### Problem requirements
Beginning with the first line, please return the entries exactly through the line that contains "[point] twig (one", and leave out all later lines.

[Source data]
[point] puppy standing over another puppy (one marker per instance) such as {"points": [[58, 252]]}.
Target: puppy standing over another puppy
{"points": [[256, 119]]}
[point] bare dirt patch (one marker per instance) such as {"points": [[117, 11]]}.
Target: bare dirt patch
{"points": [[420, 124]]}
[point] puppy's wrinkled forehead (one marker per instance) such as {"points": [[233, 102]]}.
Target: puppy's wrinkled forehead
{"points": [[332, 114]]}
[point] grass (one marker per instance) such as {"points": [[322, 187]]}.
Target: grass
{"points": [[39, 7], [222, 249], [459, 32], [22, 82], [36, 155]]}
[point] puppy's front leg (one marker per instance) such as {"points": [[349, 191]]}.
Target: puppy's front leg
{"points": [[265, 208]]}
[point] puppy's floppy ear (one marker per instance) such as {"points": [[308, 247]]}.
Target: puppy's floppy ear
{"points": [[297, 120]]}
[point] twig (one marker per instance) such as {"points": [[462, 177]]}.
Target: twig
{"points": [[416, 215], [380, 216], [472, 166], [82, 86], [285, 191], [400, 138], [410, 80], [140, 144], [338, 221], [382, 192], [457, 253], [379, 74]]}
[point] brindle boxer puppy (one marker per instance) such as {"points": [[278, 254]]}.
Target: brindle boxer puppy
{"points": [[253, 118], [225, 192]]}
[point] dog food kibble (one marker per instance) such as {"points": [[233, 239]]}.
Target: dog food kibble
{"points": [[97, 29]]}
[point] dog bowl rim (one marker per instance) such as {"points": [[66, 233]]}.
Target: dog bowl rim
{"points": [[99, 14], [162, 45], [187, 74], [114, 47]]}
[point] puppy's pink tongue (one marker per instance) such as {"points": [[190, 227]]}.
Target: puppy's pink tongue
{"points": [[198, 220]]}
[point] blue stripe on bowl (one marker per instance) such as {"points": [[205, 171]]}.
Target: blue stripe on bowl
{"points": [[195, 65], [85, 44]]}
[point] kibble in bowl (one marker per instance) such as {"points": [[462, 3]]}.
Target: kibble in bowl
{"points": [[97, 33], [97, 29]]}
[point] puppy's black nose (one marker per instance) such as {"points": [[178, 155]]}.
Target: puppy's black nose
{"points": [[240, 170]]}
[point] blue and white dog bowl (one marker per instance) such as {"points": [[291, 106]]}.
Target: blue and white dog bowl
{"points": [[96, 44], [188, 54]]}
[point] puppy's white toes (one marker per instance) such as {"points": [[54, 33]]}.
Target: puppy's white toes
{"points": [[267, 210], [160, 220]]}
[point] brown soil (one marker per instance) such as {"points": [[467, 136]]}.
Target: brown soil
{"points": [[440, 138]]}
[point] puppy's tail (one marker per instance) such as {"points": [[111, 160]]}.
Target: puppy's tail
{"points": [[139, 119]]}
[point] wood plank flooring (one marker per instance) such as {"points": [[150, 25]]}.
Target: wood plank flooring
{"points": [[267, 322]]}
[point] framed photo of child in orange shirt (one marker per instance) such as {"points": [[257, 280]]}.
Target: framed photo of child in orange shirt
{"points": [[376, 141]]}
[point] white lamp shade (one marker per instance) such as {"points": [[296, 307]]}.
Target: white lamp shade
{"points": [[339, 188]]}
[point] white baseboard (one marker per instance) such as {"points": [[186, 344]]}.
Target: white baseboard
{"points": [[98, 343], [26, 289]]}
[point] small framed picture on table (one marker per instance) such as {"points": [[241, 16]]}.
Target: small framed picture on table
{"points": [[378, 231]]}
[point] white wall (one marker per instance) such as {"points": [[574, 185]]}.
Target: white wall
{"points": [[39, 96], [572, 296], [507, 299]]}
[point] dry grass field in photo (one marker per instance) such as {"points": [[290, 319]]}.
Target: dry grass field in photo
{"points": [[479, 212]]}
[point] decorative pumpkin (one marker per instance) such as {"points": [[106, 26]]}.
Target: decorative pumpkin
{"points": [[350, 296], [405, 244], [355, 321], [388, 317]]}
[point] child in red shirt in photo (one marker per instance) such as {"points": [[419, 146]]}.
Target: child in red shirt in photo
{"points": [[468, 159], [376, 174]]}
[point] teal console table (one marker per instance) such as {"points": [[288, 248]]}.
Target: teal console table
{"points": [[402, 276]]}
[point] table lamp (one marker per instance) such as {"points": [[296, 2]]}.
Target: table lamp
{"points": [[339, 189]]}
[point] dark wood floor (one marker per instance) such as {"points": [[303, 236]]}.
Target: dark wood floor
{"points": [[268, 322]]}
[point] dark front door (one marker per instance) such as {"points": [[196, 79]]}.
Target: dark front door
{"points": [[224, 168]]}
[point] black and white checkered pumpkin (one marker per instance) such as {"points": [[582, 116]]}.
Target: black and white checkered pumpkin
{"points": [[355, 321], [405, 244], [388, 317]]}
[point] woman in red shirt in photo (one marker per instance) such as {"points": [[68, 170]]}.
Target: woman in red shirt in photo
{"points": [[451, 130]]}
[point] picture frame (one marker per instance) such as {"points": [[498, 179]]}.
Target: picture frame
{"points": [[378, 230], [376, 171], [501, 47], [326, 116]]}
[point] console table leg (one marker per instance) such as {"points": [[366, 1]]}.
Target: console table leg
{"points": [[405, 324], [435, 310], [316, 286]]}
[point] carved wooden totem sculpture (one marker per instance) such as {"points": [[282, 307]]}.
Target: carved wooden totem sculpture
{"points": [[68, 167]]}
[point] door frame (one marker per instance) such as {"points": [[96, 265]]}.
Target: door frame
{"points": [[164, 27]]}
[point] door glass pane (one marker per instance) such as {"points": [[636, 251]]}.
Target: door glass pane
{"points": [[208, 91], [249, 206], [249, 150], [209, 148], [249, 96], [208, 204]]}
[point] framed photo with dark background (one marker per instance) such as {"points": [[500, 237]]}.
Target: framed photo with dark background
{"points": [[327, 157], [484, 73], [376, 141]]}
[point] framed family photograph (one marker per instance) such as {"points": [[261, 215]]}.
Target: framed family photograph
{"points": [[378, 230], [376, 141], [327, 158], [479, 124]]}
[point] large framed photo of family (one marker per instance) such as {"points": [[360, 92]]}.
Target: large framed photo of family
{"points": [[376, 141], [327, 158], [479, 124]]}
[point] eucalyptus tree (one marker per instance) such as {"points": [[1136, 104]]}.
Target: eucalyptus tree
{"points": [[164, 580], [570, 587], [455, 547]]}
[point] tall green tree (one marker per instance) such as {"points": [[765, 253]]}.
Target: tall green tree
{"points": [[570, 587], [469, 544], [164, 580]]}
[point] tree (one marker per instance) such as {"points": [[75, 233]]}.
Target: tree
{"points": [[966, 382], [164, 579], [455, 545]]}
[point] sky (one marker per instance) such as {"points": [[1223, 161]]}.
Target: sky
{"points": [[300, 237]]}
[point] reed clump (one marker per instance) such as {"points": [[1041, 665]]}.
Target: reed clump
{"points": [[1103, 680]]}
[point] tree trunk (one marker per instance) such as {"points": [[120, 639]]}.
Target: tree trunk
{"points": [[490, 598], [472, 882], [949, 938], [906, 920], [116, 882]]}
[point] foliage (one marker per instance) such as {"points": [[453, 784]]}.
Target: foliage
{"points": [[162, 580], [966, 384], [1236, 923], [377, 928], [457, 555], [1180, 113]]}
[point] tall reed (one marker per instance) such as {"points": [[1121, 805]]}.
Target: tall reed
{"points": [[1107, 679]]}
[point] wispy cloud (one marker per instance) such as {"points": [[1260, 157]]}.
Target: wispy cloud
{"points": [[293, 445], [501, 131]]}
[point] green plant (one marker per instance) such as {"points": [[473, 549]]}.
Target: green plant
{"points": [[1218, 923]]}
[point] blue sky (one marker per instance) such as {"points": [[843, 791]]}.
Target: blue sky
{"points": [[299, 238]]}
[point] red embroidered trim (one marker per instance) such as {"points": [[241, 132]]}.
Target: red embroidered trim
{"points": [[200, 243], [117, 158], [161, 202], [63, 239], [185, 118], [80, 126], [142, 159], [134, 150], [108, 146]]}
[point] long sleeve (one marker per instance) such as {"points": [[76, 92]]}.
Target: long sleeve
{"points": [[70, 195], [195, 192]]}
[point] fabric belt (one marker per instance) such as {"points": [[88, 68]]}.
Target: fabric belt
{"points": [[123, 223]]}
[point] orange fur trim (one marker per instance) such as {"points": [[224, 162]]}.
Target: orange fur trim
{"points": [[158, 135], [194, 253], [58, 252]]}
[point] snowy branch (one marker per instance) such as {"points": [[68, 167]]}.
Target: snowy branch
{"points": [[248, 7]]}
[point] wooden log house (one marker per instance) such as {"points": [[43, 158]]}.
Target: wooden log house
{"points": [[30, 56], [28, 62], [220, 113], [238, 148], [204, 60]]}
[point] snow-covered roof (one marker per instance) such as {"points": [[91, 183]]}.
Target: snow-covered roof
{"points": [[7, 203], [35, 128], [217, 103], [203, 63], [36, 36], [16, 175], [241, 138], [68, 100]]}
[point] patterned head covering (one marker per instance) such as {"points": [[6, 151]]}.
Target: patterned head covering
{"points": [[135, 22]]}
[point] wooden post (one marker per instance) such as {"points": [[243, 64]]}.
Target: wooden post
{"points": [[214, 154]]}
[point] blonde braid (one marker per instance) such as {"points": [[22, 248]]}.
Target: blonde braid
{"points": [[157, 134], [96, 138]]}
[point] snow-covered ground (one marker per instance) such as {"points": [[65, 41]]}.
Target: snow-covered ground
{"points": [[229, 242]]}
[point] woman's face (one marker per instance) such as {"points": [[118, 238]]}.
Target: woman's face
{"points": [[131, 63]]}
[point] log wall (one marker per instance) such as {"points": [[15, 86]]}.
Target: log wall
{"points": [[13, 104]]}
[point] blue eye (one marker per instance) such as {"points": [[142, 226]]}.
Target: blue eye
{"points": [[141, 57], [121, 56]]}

### Answer section
[point] puppy standing over another puppy (one marker per instance) such as {"points": [[58, 252]]}.
Target: puppy standing over another puppy
{"points": [[256, 119]]}
[point] bare dirt patch (one marker per instance) such as {"points": [[117, 11]]}.
Target: bare dirt patch
{"points": [[420, 124]]}
[point] puppy's wrinkled forehead (one marker per instance) such as {"points": [[233, 102]]}.
Target: puppy's wrinkled forehead
{"points": [[332, 114]]}
[point] grass (one marker per instance) such as {"points": [[322, 187]]}.
Target: grass
{"points": [[39, 7], [222, 249], [459, 32], [22, 82], [36, 155]]}
[point] puppy's front leg (one marker per instance) such as {"points": [[349, 191]]}.
Target: puppy's front leg
{"points": [[265, 208]]}
[point] puppy's floppy ear (one marker per instance) such as {"points": [[308, 247]]}.
Target: puppy's floppy ear
{"points": [[297, 120]]}
[point] twig (one marker per instance) such as {"points": [[462, 177]]}.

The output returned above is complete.